_Set task:_ The excerpt on RAT handover gives several ways a VM can suppress the transition to the second RAT 410. List each of them.

_Excerpted text:_
"""
Upon meeting the predetermined transition condition, such as exceeding the target data rate, the first VM will enable the second RAT 410. The second RAT 410 may be one that can address the issue raised by the transition condition, such as the desire for a higher data rate. Therefore, the VM is permitted to communicate via the first RAT 408 or the second RAT 410 (418). Prior to that point, either VM may suppress a transition to the second RAT 410 in ways that are described below. Dependent on operating conditions reported to the first VM 404 either from the user equipment or over the network, a network controller (e.g., the network controller 300) may initiate RAT handover from the first RAT 408 to the second RAT 410 in order to accommodate a new operation condition, such as increased communication traffic (420). The initiation of RAT handover in the user equipment 100 may be controlled by the switching logic 310, such as by the switching logic 310 sending a VM an inter-RAT handover message.

However, the initiation of the RAT handover may happen in response to a trigger from the user equipment 100 signaling a desire or ability to communicate via the second RAT 410. The VM may effectively suppress the transition to the second RAT 410 by taking certain actions or forgoing certain actions, as examples: not signaling to the network controller the ability to handle the second RAT 410; signaling to the network controller that the user equipment cannot handle the second RAT 410; not signaling that cell coverage is found for the second RAT 410; and signaling a loss of (or the absence of) cell signal for the second RAT 410. The VM may suppress the transition regardless of whether the above actions or inactions are true or reflect the real situation at the user equipment 100. The transition is suppressed because the network controller will not instruct the user equipment 100 to transition to a RAT that the user equipment 100 cannot support or for which the user equipment 100 has no signal coverage.
"""
_Data shown:_
"""
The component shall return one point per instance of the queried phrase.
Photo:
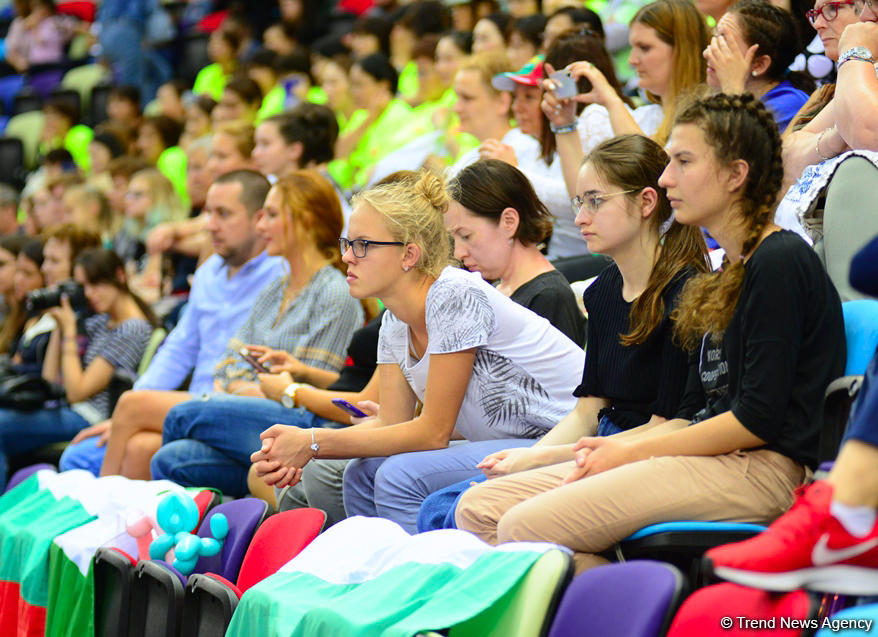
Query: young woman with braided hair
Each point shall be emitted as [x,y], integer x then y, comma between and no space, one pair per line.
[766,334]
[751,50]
"""
"""
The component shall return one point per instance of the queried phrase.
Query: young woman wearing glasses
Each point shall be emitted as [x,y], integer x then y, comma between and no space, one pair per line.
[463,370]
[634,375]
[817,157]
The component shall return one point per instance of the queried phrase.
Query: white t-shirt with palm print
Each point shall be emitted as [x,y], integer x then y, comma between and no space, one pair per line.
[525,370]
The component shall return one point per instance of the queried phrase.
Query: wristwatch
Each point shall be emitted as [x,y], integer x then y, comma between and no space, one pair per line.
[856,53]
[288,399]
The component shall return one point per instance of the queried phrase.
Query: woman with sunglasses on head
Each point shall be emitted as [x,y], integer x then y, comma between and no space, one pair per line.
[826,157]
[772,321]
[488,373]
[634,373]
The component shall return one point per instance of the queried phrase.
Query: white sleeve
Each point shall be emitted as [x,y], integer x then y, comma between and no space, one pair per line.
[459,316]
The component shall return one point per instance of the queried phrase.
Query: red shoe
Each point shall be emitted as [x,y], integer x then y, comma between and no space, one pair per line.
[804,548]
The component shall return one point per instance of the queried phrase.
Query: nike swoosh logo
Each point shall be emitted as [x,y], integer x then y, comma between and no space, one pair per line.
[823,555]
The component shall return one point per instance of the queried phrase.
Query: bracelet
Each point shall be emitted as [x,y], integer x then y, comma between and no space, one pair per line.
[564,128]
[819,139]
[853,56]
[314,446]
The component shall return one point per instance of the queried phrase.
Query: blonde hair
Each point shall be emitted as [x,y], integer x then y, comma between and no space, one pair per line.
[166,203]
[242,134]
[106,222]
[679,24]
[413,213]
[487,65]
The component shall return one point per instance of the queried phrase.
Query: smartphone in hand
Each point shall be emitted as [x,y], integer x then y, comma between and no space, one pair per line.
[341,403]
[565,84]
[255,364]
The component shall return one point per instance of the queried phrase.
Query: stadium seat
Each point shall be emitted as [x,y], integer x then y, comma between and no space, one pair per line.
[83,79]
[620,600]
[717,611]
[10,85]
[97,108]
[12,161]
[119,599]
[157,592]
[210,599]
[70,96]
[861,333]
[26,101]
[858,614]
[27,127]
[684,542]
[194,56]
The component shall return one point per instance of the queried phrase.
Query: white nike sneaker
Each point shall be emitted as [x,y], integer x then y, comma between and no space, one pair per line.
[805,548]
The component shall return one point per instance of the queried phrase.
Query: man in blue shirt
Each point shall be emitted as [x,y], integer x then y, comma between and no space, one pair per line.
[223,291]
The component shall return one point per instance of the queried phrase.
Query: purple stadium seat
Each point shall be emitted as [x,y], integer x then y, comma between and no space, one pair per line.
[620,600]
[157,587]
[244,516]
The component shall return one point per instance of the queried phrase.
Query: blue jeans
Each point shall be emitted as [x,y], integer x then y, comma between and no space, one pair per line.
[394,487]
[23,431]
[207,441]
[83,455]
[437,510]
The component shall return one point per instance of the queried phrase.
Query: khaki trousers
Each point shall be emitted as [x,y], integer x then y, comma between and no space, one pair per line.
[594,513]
"""
_Correct response:_
- Not signaling to the network controller the ability to handle the second RAT 410
- Signaling to the network controller that the user equipment cannot handle the second RAT 410
- Not signaling that cell coverage is found for the second RAT 410
- Signaling a loss of (or the absence of) cell signal for the second RAT 410